§ **Objetivo del ejercicio**: Prosigue el texto sobre Teresa Martin a partir de la oración que termina en «ejercido sobre ellas hasta entonces».

Teresa Martin nació en 1873 en Alençon y murió en 1897 en Lisieux, a los 24 años de edad. He leído varias veces que su autobiografía (la Historia de un alma) es el libro más traducido y editado de toda la historia de la humanidad, después de la Biblia. No tengo medios para comprobar si hay otros autores traducidos a más de sesenta idiomas y dialectos, aunque no es muy probable. Lo que sí está claro es que ha sido la santa más citada por los papas que han gobernado la Iglesia después de su muerte y que es una de las mujeres que más ha influido en la evolución de la teología católica hasta el presente.
Su existencia se desarrolló durante el convulso período de finales del siglo XIX, en el que estaban agonizando las estructuras sociales y eclesiales que durante siglos habían caracterizado a la Europa del Antiguo Régimen y se estaba afirmando una manera nueva de comprender las relaciones humanas y la organización de la sociedad. La política, la economía y las ciencias reclamaban su autonomía y rechazaban la tutela que la Iglesia había ejercido sobre ellas hasta entonces.

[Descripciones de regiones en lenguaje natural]

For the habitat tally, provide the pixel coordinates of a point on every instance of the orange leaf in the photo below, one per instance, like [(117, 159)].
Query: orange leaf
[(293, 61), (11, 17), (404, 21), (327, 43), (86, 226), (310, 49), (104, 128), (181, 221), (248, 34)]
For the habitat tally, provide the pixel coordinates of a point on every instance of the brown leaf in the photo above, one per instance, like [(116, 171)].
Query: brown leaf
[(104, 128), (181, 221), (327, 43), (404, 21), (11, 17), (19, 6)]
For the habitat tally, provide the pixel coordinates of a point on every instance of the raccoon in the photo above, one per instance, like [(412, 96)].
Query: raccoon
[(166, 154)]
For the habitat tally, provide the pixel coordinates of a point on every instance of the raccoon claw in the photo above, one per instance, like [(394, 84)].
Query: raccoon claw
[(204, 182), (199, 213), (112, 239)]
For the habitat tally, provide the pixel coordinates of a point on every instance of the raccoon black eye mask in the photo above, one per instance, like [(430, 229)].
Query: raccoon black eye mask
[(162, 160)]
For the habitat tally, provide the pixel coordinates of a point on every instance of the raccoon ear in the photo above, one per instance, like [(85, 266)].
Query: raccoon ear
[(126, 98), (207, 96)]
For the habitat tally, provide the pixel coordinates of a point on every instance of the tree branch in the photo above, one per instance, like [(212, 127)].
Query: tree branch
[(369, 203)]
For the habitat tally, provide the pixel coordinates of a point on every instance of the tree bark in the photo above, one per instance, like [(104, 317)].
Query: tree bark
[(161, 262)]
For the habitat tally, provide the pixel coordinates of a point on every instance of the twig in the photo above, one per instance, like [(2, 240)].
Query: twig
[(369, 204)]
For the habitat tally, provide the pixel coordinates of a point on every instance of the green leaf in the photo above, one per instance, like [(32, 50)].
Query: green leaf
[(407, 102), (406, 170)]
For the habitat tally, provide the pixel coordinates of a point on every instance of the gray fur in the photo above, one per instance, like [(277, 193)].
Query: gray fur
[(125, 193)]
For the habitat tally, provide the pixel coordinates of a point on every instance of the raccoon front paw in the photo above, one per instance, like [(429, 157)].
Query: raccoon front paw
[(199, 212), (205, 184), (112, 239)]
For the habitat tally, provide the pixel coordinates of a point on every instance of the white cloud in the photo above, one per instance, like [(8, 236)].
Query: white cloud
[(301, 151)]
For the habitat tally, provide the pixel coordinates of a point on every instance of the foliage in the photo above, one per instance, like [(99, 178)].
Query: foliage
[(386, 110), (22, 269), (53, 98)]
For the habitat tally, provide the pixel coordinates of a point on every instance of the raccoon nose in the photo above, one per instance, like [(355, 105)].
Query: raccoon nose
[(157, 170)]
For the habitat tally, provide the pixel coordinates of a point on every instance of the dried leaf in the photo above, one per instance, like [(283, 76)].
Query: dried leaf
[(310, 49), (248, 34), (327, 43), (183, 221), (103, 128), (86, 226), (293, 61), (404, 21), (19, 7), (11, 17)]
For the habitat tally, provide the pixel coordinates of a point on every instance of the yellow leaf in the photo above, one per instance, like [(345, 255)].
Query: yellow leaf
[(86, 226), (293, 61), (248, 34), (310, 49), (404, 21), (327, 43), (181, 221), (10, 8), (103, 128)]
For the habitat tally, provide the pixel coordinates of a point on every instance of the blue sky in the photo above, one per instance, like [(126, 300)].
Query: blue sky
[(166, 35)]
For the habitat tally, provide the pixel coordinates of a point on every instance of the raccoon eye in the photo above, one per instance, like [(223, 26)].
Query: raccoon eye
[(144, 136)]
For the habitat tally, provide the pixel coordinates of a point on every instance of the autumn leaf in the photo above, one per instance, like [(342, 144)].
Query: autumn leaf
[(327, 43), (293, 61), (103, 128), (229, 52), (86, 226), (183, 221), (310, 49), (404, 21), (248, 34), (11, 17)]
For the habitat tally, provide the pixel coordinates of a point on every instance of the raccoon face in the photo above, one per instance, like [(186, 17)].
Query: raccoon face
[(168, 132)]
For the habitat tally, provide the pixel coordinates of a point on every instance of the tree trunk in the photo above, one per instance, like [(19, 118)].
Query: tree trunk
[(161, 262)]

§ **Problema resuelto**:
Este proceso había comenzado con la Revolución francesa (1789-1799), que asumió las ideas de la Ilustración y abolió el sistema feudal y el absolutismo, rechazando el supuesto derecho divino de los reyes a gobernar y afirmando el principio de la soberanía popular. Esto suponía la superación de la alianza tradicional entre el trono y el altar.
El Congreso de Viena (1815) y Napoleón II (1852-1870) intentaron dar por superada la revolución con un proyecto restauracionista que suponía el regreso al régimen anterior. Sin embargo, después de esos breves paréntesis, las ideas liberales terminaron imponiéndose en Europa. En el caso concreto de Francia, en 1871 se instauró la tercera República, en la que progresivamente se acentuó la tendencia revolucionaria.
En los documentos papales, Francia continuaba siendo llamada la «hija predilecta de la Iglesia» y el catolicismo seguía impregnando todos los estratos de la sociedad. La mitad de las escuelas del país estaban regentadas por religiosos, la Iglesia poseía unos cuatro mil centros asistenciales, entre hospitales, orfanatos, asilos de ancianos y otras obras de beneficencia. Además, gestionaba numerosos periódicos y editoriales, por lo que su influencia era notable.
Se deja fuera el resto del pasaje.